What you have to do: Write out each of the records below line for line, without changing a word.

········

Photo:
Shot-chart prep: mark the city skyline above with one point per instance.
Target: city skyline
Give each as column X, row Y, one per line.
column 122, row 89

········

The solution:
Photo:
Shot-chart prep: mark the city skyline above with one point per instance.
Target: city skyline
Give each as column X, row Y, one per line.
column 122, row 89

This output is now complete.